Rewrite the material below as a Markdown table with two columns, "Row" and "Line": one row per line, numbered in order, with blank lines omitted. Leave the pictures out of the answer.

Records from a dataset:
Begin
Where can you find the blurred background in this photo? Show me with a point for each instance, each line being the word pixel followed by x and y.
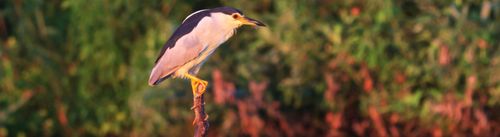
pixel 320 68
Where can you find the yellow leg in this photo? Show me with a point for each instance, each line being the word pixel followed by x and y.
pixel 195 82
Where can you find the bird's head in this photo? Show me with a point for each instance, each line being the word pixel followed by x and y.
pixel 234 17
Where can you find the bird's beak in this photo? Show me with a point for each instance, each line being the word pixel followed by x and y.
pixel 251 22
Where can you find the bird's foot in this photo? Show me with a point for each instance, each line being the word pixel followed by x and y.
pixel 198 86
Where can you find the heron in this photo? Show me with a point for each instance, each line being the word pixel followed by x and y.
pixel 194 41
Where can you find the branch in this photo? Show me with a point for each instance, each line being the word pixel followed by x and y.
pixel 200 120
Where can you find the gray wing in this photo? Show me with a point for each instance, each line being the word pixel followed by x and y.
pixel 186 49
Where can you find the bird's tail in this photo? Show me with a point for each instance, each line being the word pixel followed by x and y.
pixel 158 75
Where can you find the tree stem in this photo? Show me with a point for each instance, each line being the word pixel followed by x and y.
pixel 200 120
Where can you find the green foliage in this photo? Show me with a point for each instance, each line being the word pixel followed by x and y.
pixel 79 68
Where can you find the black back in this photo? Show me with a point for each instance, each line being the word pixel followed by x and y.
pixel 190 23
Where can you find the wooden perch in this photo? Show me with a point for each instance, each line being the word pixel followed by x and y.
pixel 201 118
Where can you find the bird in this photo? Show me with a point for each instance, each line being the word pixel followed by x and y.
pixel 194 41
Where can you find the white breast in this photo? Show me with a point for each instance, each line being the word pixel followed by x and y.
pixel 211 34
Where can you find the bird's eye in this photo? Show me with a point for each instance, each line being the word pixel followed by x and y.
pixel 235 16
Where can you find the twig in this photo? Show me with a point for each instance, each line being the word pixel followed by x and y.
pixel 200 120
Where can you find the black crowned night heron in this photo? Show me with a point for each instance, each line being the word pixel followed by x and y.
pixel 194 41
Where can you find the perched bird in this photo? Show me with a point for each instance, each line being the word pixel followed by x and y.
pixel 194 41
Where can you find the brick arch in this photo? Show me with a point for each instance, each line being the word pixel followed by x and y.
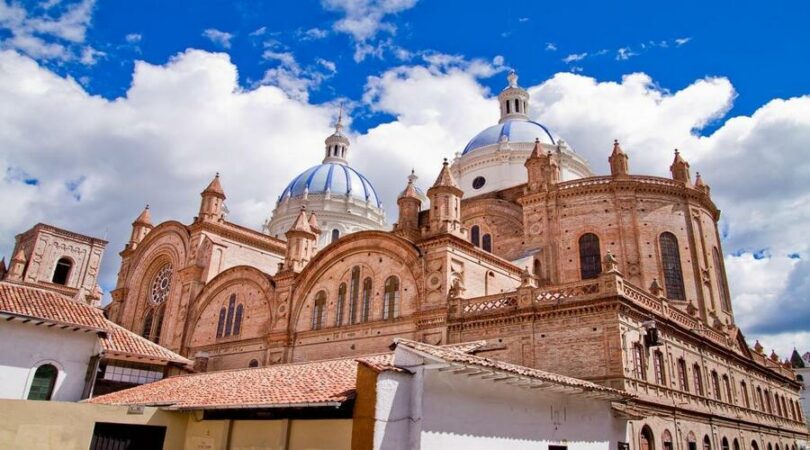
End
◆ **ANSWER BELOW**:
| Row | Line |
|---|---|
| 1 | Where can you find the blurred background in this photo? Show me with a point for each instance, each line being the word pixel followed by x and y. |
| 2 | pixel 320 68 |
| 3 | Where can you find the yellow leg in this photo? Show me with a point for each instance, each line being the word pixel followed by x and y. |
| 4 | pixel 195 82 |
| 5 | Where can you find the bird's head in this photo? Show me with a point for each instance, each line being the word pixel followed by x and y. |
| 6 | pixel 234 17 |
| 7 | Where can you find the bird's beak in this photo? Show me with a point for each instance, each line being the word pixel followed by x and y. |
| 8 | pixel 251 22 |
| 9 | Where can you find the bird's foot in this photo? Show me with a point for each instance, each line being the word pixel followed by x and y. |
| 10 | pixel 198 86 |
| 11 | Where can you find the heron in this photo? Show me with a point for each instance, each line being the word pixel followed by x and y. |
| 12 | pixel 194 41 |
| 13 | Where can you find the branch in this photo? Show me with a point for each instance, each line being the word pixel followed by x and y. |
| 14 | pixel 200 120 |
| 15 | Where can you find the gray wing in this photo? Show me with a point for each instance, each line being the word pixel followed by x and y. |
| 16 | pixel 186 49 |
| 17 | Where can you find the bird's tail in this photo? Show me with a point for each instance, each line being the word pixel followed by x and y. |
| 18 | pixel 158 75 |
| 19 | Where can you find the tree stem in this photo? Show me with a point for each instance, each line being the word pixel followed by x and y. |
| 20 | pixel 200 120 |
| 21 | Where can you find the green foliage in this photo? Show me with a point for each instance, each line being the word pixel followed by x and y. |
| 22 | pixel 79 68 |
| 23 | Where can you find the black back in this photo? Show me with a point for each instance, each line being the word pixel followed by x and y. |
| 24 | pixel 190 23 |
| 25 | Where can you find the wooden perch in this photo? Show me with a point for each instance, each line being the word pixel followed by x and y. |
| 26 | pixel 201 118 |
| 27 | Where can you find the bird in this photo? Show me with a point for each instance, each line being the word pixel followed by x and y. |
| 28 | pixel 194 41 |
| 29 | Where can you find the white breast in this photo? Show me with a point for each instance, each line being the word pixel followed by x and y. |
| 30 | pixel 211 34 |
| 31 | Where can you find the bird's eye in this photo? Show me with a point for each instance, each line being the word pixel followed by x and y. |
| 32 | pixel 235 16 |
| 33 | Where can you find the twig in this photo? Show me with a point for each instance, each line being the word pixel followed by x and y. |
| 34 | pixel 200 120 |
| 35 | Where can you find the black crowned night heron in this photo? Show me with a point for each instance, each line being the word pixel followed by x and y. |
| 36 | pixel 194 41 |
| 37 | Where can you find the perched bird in this photo? Show me with a point for each instance, each line being the word pixel followed by x and y. |
| 38 | pixel 194 41 |
| 39 | Where can you find the brick arch in this photo? Show me with a point for each instance, each line being the word pixel followed by x and y. |